• Stated exercise
Convert every line of the items below into a Markdown table with two columns, Row and Line. Number the rows in order, and leave out any blank lines.
--- Start Records for the task ---
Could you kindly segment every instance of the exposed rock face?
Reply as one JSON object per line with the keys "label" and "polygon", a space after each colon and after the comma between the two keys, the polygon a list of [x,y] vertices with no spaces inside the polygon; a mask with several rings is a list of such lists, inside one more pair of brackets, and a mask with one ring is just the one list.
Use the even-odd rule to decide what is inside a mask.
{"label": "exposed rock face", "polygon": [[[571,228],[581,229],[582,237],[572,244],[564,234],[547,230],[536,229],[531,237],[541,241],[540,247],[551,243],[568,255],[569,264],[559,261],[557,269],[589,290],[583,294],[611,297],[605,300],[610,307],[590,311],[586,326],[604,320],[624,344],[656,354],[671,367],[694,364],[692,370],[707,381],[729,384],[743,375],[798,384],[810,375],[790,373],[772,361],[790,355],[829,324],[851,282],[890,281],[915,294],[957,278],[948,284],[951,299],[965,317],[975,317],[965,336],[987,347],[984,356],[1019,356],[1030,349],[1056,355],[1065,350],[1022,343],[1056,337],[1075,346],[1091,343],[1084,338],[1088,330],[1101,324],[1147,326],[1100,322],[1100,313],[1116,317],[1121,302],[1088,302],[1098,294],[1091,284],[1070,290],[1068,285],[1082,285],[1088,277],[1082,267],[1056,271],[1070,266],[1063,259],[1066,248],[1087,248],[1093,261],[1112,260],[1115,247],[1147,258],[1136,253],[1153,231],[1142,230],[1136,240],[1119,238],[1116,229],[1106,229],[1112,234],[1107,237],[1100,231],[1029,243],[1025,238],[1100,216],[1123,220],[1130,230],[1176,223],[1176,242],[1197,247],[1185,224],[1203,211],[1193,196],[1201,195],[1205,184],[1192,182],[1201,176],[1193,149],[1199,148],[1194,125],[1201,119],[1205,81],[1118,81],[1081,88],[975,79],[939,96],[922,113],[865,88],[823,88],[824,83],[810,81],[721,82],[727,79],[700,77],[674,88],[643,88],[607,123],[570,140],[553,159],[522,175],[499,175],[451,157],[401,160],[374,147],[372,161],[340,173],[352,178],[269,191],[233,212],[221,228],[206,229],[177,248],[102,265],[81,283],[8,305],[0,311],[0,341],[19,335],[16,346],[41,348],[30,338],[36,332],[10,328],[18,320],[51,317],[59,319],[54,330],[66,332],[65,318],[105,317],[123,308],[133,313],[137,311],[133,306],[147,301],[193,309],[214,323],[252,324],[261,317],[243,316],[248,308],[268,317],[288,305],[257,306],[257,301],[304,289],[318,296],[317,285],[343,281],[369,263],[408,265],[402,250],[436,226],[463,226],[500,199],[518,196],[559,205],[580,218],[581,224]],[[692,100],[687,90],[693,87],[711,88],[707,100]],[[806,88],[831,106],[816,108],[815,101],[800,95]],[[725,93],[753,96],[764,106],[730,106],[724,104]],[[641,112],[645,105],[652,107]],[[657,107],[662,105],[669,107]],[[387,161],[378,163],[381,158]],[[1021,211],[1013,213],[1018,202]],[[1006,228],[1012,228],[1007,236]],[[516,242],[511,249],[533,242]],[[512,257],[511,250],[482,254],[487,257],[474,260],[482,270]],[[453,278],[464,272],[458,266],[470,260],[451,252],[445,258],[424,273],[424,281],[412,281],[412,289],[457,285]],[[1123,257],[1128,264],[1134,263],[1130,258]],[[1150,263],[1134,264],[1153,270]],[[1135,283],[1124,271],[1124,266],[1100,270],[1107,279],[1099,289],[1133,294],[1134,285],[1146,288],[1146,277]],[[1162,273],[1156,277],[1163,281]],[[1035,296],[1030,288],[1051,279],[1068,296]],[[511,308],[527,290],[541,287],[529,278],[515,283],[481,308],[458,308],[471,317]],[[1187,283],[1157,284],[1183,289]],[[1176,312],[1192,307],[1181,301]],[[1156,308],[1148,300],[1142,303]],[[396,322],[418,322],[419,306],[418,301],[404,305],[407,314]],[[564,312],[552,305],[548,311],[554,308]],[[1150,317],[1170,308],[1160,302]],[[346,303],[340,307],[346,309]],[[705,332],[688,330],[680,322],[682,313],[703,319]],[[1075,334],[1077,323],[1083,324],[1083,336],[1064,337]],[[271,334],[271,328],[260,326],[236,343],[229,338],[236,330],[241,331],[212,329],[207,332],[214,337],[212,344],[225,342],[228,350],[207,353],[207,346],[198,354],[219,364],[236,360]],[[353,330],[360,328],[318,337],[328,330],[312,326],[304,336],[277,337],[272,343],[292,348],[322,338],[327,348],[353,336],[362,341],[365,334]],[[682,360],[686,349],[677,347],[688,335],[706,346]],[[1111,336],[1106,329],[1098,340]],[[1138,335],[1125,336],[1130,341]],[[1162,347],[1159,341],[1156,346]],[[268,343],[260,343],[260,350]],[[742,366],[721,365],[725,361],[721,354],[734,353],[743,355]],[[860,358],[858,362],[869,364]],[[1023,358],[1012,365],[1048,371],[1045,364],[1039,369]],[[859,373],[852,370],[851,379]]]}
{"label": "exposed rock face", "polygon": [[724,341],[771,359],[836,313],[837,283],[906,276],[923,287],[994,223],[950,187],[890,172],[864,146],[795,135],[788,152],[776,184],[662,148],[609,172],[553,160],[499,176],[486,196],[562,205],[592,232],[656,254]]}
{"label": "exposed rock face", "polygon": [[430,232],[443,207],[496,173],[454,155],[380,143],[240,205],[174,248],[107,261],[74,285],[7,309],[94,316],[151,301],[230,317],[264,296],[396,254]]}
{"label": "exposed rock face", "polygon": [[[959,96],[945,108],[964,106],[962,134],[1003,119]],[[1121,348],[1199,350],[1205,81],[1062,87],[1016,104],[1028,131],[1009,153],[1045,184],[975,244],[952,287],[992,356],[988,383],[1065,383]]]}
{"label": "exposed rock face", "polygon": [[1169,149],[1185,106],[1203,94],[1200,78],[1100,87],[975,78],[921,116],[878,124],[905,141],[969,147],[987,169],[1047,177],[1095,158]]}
--- End Records for the task ---
• Exercise response
| Row | Line |
|---|---|
| 1 | Could you kindly segment every instance of the exposed rock face? |
| 2 | Reply as one JSON object per line with the keys "label" and "polygon", a space after each colon and after the comma between the two keys, the polygon a list of [x,y] vertices with no spaces inside the polygon; a mask with several rings is a list of such lists, inside one more pair of brackets, and a mask with one ring is just the one list. |
| 3 | Use the even-odd rule to decide what is inside a mask. |
| 4 | {"label": "exposed rock face", "polygon": [[[571,228],[581,229],[582,237],[572,244],[564,234],[547,230],[536,229],[531,237],[541,241],[540,247],[551,243],[568,255],[569,264],[559,261],[557,269],[589,290],[583,294],[611,297],[605,300],[610,307],[590,311],[586,326],[604,320],[624,344],[656,354],[671,367],[694,364],[692,370],[707,381],[729,384],[743,375],[798,384],[810,375],[790,373],[772,361],[790,355],[829,324],[851,282],[890,281],[915,294],[957,278],[948,284],[951,299],[965,317],[975,317],[965,336],[987,347],[984,356],[1019,356],[1030,349],[1056,355],[1065,350],[1022,343],[1056,337],[1075,346],[1091,343],[1084,338],[1088,330],[1101,324],[1147,326],[1100,322],[1100,313],[1116,317],[1121,302],[1088,302],[1098,294],[1091,284],[1070,290],[1068,285],[1082,285],[1088,277],[1082,267],[1056,271],[1070,266],[1063,259],[1066,248],[1087,248],[1093,261],[1112,260],[1115,247],[1147,258],[1136,253],[1153,231],[1142,230],[1136,240],[1119,238],[1116,229],[1106,229],[1112,234],[1107,237],[1100,231],[1029,243],[1025,238],[1100,216],[1123,220],[1130,230],[1176,223],[1176,242],[1197,247],[1185,224],[1203,211],[1193,196],[1201,195],[1205,184],[1192,182],[1201,176],[1193,149],[1199,148],[1194,125],[1201,119],[1205,81],[1118,81],[1081,88],[975,79],[939,96],[922,113],[865,88],[823,88],[824,83],[810,81],[721,82],[727,79],[700,77],[674,88],[643,88],[607,123],[570,140],[553,159],[522,175],[499,175],[451,157],[401,160],[374,147],[372,161],[340,173],[352,178],[269,191],[233,212],[221,228],[206,229],[177,248],[102,265],[81,283],[8,305],[0,311],[0,341],[19,335],[16,346],[41,348],[30,338],[36,332],[10,328],[18,320],[51,317],[59,319],[54,330],[66,332],[65,318],[105,317],[123,308],[133,313],[137,311],[133,306],[147,301],[193,309],[214,323],[252,324],[261,317],[243,316],[248,308],[268,317],[288,305],[257,306],[257,301],[304,289],[318,296],[317,285],[343,281],[369,263],[408,265],[402,250],[436,226],[463,226],[500,199],[518,196],[559,205],[580,218],[581,224]],[[692,100],[687,90],[693,87],[711,88],[707,100]],[[806,88],[831,106],[816,108],[815,101],[800,95]],[[725,93],[753,96],[764,106],[730,106],[724,104]],[[641,112],[645,105],[652,107]],[[657,107],[662,105],[669,107]],[[387,161],[378,163],[381,158]],[[1021,211],[1013,213],[1018,202]],[[1006,228],[1012,228],[1007,236]],[[516,242],[511,249],[533,242]],[[512,257],[511,250],[482,254],[487,257],[474,260],[482,270]],[[453,278],[464,272],[458,266],[470,260],[451,252],[445,258],[424,273],[424,281],[412,281],[412,289],[457,285]],[[1123,257],[1128,264],[1134,263],[1130,258]],[[1150,263],[1134,264],[1153,270]],[[1135,283],[1124,271],[1124,266],[1100,270],[1107,279],[1099,289],[1133,294],[1134,285],[1146,288],[1146,277]],[[1162,273],[1156,277],[1163,281]],[[1035,296],[1030,288],[1051,279],[1068,296]],[[511,308],[527,290],[541,287],[529,278],[515,283],[481,308],[458,308],[471,317]],[[1187,283],[1157,284],[1183,289]],[[1176,312],[1192,307],[1181,301]],[[1156,308],[1148,300],[1142,303]],[[396,322],[418,322],[419,306],[418,301],[404,305],[407,314]],[[564,312],[552,305],[548,311],[554,308]],[[1150,317],[1170,308],[1160,302]],[[346,303],[340,307],[346,309]],[[705,332],[688,330],[680,322],[682,313],[703,319]],[[1075,334],[1077,323],[1083,324],[1083,336],[1064,337]],[[271,334],[271,328],[260,326],[236,343],[229,338],[236,330],[241,331],[212,329],[207,332],[214,337],[212,344],[225,342],[228,350],[207,353],[207,346],[198,354],[219,364],[236,360]],[[353,330],[360,328],[318,337],[328,330],[312,326],[304,336],[277,337],[272,343],[292,348],[322,338],[327,348],[353,336],[362,341],[365,334]],[[682,360],[686,349],[677,347],[688,335],[706,346]],[[1111,336],[1106,329],[1098,340]],[[1138,335],[1125,336],[1130,341]],[[1162,347],[1159,341],[1156,346]],[[268,343],[260,343],[260,350]],[[742,366],[721,365],[725,361],[721,354],[734,353],[743,355]],[[860,358],[858,362],[869,364]],[[1023,358],[1012,365],[1048,371],[1045,364],[1039,369]],[[859,373],[852,370],[851,379]]]} |
| 5 | {"label": "exposed rock face", "polygon": [[724,341],[771,359],[836,313],[837,283],[906,276],[923,287],[994,223],[950,187],[890,172],[864,146],[795,135],[788,152],[776,184],[662,148],[609,172],[553,160],[499,176],[486,196],[562,205],[592,232],[656,254]]} |
| 6 | {"label": "exposed rock face", "polygon": [[430,232],[443,207],[496,173],[454,155],[380,143],[240,205],[174,248],[107,261],[74,285],[7,309],[94,316],[151,301],[230,317],[264,296],[396,254]]} |
| 7 | {"label": "exposed rock face", "polygon": [[[959,96],[945,108],[964,106],[962,134],[1003,119]],[[1121,348],[1199,350],[1205,81],[1062,87],[1016,104],[1028,131],[1009,153],[1045,184],[975,244],[952,287],[992,356],[988,383],[1065,383]]]} |
| 8 | {"label": "exposed rock face", "polygon": [[1169,149],[1185,106],[1203,94],[1200,78],[1100,87],[975,78],[921,116],[878,124],[905,141],[969,147],[987,169],[1047,177],[1095,158]]} |